#### [Task goal]
Find each line of the entries below that contains the string "illuminated" and copy it. Case counts.
═══ Exercise materials
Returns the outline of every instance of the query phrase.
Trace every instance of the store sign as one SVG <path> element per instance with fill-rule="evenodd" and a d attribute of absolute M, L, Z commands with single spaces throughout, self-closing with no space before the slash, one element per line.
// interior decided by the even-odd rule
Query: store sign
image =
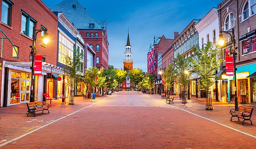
══════
═══ Exercise materials
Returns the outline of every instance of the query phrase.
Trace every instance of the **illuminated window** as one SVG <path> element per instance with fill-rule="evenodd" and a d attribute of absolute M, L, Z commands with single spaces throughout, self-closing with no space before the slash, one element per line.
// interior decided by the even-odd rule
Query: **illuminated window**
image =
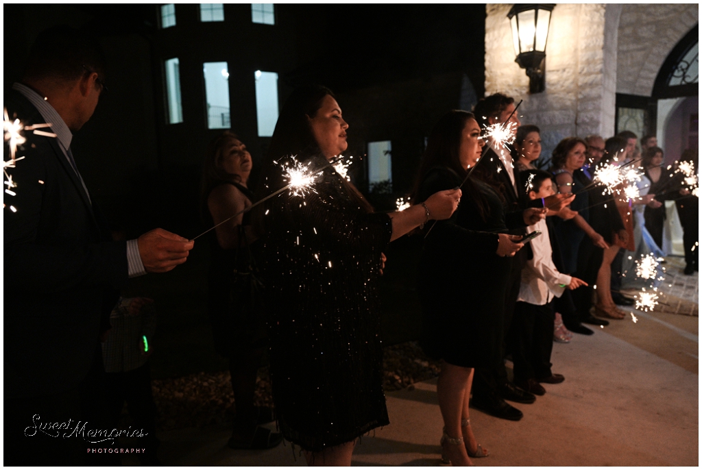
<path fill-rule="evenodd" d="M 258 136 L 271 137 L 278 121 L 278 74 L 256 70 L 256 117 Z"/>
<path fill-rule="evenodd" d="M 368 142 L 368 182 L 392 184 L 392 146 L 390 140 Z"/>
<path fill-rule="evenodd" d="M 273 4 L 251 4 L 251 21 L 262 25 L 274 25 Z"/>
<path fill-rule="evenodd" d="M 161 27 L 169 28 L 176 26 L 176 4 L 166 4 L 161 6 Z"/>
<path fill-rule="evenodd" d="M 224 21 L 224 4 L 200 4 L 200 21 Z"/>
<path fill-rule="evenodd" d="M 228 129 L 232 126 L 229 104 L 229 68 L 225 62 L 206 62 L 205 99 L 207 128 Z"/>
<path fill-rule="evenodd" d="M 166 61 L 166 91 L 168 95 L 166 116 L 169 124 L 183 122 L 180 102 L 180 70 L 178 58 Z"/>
══════
═══ Exercise materials
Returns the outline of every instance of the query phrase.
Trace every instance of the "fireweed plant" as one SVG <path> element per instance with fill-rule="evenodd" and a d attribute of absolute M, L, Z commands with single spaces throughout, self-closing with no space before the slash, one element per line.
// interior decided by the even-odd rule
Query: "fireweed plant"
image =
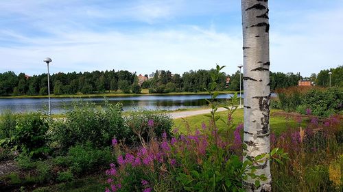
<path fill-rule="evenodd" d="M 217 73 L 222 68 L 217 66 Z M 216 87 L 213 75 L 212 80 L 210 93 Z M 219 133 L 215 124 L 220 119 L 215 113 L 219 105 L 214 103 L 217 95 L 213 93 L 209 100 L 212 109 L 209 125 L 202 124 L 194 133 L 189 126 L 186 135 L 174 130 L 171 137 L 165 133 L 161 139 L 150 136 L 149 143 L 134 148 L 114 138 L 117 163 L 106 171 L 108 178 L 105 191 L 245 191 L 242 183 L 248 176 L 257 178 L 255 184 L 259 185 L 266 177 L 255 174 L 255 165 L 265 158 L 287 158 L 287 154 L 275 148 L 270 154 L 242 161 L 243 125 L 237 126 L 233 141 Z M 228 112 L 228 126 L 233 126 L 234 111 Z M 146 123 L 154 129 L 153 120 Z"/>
══════
#### [Response to this exercise]
Trace every instance of the **illuminated window** as one SVG <path> element per instance with fill-rule="evenodd" and a d attribute of absolute M, L, Z commands with single spaces throughout, self-closing with no space before the slash, one element per line.
Query: **illuminated window**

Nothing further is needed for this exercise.